%%
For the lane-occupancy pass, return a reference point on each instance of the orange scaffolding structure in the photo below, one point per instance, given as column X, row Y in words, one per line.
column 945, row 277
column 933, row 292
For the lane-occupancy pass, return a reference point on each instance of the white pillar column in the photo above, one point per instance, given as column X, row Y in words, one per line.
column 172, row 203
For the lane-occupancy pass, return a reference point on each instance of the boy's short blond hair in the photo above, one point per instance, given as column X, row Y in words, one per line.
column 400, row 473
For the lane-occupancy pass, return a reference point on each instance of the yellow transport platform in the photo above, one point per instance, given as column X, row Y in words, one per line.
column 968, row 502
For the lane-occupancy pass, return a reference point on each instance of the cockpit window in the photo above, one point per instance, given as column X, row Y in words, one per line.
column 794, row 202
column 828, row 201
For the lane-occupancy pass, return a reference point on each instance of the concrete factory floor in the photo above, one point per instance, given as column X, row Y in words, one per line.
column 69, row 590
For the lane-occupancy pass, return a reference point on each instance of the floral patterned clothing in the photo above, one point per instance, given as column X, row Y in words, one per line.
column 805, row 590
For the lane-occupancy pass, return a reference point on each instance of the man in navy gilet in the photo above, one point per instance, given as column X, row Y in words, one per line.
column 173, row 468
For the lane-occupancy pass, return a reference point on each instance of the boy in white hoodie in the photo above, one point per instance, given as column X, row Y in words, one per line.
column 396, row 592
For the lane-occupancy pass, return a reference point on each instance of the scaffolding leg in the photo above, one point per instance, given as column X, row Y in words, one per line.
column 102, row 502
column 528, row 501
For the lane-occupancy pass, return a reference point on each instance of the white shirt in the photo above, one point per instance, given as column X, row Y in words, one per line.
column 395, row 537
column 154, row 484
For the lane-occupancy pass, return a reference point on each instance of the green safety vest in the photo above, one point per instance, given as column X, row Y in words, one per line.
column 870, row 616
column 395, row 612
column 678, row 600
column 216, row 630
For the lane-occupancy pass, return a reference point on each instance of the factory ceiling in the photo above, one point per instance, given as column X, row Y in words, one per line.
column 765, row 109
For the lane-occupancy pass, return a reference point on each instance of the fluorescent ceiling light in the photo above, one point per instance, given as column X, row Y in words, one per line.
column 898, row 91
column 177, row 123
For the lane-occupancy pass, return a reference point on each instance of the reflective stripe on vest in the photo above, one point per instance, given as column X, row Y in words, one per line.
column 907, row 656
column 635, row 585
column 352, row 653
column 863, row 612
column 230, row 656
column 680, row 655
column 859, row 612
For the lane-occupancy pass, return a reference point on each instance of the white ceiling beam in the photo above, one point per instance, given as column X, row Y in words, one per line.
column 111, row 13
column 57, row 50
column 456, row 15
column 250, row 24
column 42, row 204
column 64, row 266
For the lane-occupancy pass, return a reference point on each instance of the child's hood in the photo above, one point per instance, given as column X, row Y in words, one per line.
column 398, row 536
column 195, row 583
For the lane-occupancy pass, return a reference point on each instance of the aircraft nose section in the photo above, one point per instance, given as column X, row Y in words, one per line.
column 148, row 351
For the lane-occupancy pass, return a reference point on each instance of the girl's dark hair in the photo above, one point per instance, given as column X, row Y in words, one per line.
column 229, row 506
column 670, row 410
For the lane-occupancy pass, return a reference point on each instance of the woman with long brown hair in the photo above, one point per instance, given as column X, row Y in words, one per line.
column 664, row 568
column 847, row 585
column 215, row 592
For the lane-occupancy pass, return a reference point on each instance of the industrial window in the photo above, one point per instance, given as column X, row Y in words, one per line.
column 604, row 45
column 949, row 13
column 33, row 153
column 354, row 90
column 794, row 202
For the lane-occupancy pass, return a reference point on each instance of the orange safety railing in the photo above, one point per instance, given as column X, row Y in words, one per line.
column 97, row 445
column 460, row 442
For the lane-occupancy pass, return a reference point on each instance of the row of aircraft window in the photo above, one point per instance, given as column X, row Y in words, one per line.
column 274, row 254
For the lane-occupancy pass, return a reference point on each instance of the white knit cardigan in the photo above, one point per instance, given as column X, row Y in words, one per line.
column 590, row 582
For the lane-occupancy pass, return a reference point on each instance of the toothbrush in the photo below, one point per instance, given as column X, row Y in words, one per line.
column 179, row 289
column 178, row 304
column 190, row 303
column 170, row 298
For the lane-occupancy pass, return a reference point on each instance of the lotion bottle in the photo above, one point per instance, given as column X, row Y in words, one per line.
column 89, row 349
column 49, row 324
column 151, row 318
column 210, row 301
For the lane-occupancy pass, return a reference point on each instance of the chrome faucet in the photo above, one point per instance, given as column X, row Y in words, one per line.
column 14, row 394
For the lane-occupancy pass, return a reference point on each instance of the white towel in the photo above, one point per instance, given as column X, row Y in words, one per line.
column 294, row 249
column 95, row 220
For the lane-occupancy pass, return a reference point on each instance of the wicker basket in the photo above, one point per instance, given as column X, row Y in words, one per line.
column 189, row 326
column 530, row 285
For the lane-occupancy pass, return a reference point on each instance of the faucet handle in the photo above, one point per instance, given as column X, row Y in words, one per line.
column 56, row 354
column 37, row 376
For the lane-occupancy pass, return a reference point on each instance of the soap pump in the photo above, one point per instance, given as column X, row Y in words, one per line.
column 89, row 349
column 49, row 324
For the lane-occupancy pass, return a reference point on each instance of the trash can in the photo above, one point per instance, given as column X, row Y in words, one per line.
%%
> [Goal] Rewrite all of the material above, changing every "lane-occupancy pass" to "clearance review" and leaving everything else as it is.

> [Complete response]
For the clearance review, return a reference point on each instance of the orange scaffolding structure in the photo below, one point per instance, given as column X, row Y in words, one per line.
column 945, row 277
column 933, row 292
For the clearance review, return a reference point on each instance of the white pillar column in the photo above, one point per instance, given as column X, row Y in words, one per line.
column 172, row 203
For the clearance review, return a reference point on each instance of the boy's short blond hair in the photo above, one point per instance, given as column X, row Y in words, one per line.
column 400, row 473
For the clearance review, return a reference point on each instance of the yellow transport platform in the photo above, one point per instance, given as column X, row Y in words, one per line.
column 968, row 502
For the clearance review, return a reference point on each instance of the cockpit window in the photo above, one point per instance, given as column X, row Y in words, one per line.
column 794, row 202
column 828, row 201
For the clearance review, return a reference point on each instance of the concrete factory floor in the photo above, one point per instance, given as column X, row Y in words, one per line.
column 69, row 590
For the clearance review, return a reference point on each instance of the floral patterned clothing in the photo above, one point per instance, given as column X, row Y in words, one per line.
column 805, row 590
For the clearance review, return a reference point on each instance of the man in navy gilet in the photo above, one point per instance, given as column X, row Y in words, one per line.
column 173, row 468
For the clearance review, return a reference point on each instance of the boy in white hoodie in the photo above, one point per instance, given as column X, row Y in words, one per line.
column 396, row 592
For the clearance review, return a reference point on each instance of the scaffolding leg in the photo above, one point per instance, given as column X, row Y in words, one per line.
column 102, row 502
column 528, row 501
For the clearance review, return a reference point on each instance of the white shirt in the photo above, one point per instance, given as column X, row Y in words, one per line.
column 395, row 537
column 154, row 484
For the clearance review, return a reference point on each instance of the green safety vest in the photo above, one point per instance, given as column X, row Y in words, one per line.
column 870, row 616
column 395, row 612
column 678, row 600
column 216, row 630
For the clearance review, return a reference point on each instance of the factory ceiling in the photo above, one point per instance, given as column X, row Y in words, one per line.
column 765, row 109
For the clearance review, return a reference point on each instance of the fluorescent ceiling light in the photo above, one point per instance, given as column X, row Y in words, one per line.
column 898, row 91
column 177, row 123
For the clearance review, return a reference point on each instance of the reflective stripe on vest in the photo above, one point per instance, given as column X, row Y in words, one per line.
column 907, row 656
column 635, row 585
column 352, row 653
column 863, row 612
column 230, row 656
column 680, row 655
column 859, row 612
For the clearance review, return a reference point on each instance of the white ceiling beam in the photo above, one point per instance, given as column X, row Y in words, one per line.
column 111, row 13
column 57, row 50
column 456, row 15
column 250, row 24
column 42, row 204
column 64, row 266
For the clearance review, return a reference point on each instance of the child's hood in the photo above, one point per instance, given as column X, row Y in words, one per line.
column 398, row 536
column 195, row 583
For the clearance review, return a reference point on each instance of the aircraft nose section in the photo above, one point per instance, given as column X, row Y in words, one per line.
column 148, row 351
For the clearance review, return a reference point on each instance of the girl's dark hair in the photo above, one point per instance, given as column X, row Y in words, one per line.
column 229, row 506
column 670, row 410
For the clearance review, return a reference point on each instance of the woman with long brown hair in the photo above, one point per instance, given as column X, row Y in words, one per line.
column 664, row 568
column 847, row 585
column 215, row 592
For the clearance review, return a reference point on each instance of the industrial window in the photo above, one point per instance, given as column X, row Y in words, one per line.
column 604, row 45
column 949, row 13
column 33, row 153
column 354, row 90
column 794, row 202
For the clearance review, return a reference point on each instance of the orange safety railing in the photo above, one point per instance, given as column X, row Y in words, one per line.
column 97, row 445
column 460, row 442
For the clearance review, return a reference point on each instance of the row of aircraft window in the photo above, one point per instance, given as column X, row Y in words, one per line.
column 274, row 254
For the clearance review, return a reference point on each instance of the white knit cardigan in the photo above, one point per instance, given as column X, row Y in words, one per line.
column 590, row 582
For the clearance review, return a reference point on each instance of the toothbrush in the photo below, one point per instance, given as column X, row Y in words, one per line.
column 179, row 289
column 178, row 304
column 190, row 303
column 170, row 298
For the clearance review, return a reference point on each instance of the lotion bottle in the photo above, one point per instance, given as column X, row Y in words, one per line.
column 89, row 349
column 49, row 324
column 151, row 318
column 210, row 301
For the clearance review, return a reference point on each instance of the chrome faucet in the photo above, one point per instance, given as column X, row Y in words, one per line.
column 14, row 394
For the clearance review, return a reference point on each instance of the white towel in the photo above, one point per instance, given as column X, row Y in words, one per line.
column 294, row 249
column 95, row 220
For the clearance review, return a reference point on each instance of the wicker basket in the photo above, one point per instance, given as column X, row Y in words, one per line.
column 189, row 326
column 530, row 285
For the clearance review, return a reference point on each instance of the faucet handle in the photo above, one point per instance, given as column X, row Y in words, one per line.
column 56, row 354
column 37, row 376
For the clearance review, return a reference point on each instance of the soap pump in the photo above, one point per instance, given as column X, row Y in words, one per line.
column 89, row 349
column 49, row 324
For the clearance review, return a reference point on each instance of the trash can in the photo above, one point per instance, given as column X, row Y in words, one per line.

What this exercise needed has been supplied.